**THE REQUEST:** Locate every line in the data below that contains the string "wheel", treating uppercase and lowercase as different, and copy each of those lines.

**Raw records:**
* BEGIN *

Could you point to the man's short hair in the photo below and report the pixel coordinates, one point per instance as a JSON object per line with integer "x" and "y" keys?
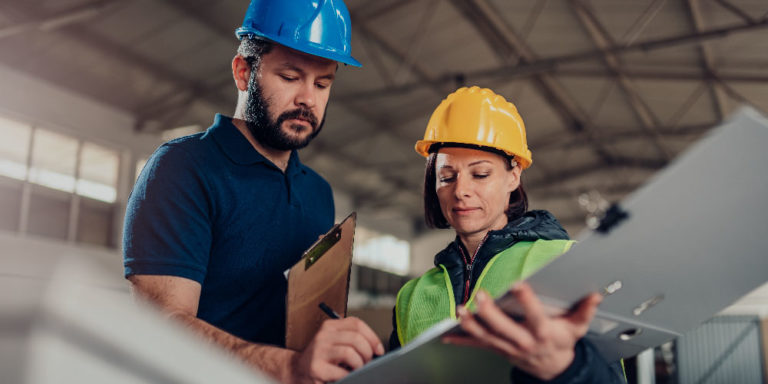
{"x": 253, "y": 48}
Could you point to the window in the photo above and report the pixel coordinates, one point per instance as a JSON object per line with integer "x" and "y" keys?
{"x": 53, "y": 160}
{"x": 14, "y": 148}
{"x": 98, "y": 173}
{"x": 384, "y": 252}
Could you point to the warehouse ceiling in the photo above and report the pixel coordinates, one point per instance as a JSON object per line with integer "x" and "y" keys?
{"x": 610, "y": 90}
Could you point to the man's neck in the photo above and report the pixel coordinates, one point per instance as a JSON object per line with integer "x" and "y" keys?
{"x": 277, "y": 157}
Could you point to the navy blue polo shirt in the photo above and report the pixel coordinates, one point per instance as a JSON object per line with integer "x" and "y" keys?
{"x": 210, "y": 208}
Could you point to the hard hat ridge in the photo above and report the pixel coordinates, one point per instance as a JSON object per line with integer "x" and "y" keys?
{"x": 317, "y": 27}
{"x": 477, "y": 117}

* END *
* BEGIN *

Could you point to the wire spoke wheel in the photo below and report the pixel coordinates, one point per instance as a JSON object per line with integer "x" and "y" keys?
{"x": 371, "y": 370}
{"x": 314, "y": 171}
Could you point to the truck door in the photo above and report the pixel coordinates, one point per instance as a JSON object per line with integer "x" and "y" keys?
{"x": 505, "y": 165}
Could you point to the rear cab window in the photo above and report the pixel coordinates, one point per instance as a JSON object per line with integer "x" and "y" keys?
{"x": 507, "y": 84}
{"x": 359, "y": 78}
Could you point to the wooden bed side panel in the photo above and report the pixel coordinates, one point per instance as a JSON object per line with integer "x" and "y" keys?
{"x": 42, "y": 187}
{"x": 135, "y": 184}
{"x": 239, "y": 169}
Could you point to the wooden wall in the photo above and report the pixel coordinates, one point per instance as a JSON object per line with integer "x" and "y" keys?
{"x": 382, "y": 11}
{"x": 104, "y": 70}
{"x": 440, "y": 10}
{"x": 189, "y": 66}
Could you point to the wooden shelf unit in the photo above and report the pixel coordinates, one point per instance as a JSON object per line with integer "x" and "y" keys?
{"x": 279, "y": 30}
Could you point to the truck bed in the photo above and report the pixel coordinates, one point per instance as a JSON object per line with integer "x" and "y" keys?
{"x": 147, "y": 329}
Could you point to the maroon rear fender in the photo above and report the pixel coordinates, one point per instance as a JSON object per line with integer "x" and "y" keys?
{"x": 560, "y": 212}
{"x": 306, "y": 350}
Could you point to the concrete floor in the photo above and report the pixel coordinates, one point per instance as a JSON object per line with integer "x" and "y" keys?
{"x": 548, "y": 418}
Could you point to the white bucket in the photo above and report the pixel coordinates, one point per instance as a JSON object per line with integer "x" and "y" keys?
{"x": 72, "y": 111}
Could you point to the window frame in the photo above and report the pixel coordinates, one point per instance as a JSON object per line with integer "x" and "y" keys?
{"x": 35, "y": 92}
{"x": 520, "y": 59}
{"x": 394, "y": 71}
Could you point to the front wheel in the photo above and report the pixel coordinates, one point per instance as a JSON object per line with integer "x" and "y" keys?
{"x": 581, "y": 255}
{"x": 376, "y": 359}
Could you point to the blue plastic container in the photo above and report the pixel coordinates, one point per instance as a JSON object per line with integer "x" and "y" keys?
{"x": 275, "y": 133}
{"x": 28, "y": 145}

* END *

**FINISHED ANSWER:**
Could you point to the wire spoke wheel in the photo below and report the pixel coordinates, one point per instance as a JSON object per line with integer "x" and "y" keys?
Could you point to the front wheel in the photo above and report the pixel coordinates, one point per instance as a JSON object per line with integer "x" and "y" keys?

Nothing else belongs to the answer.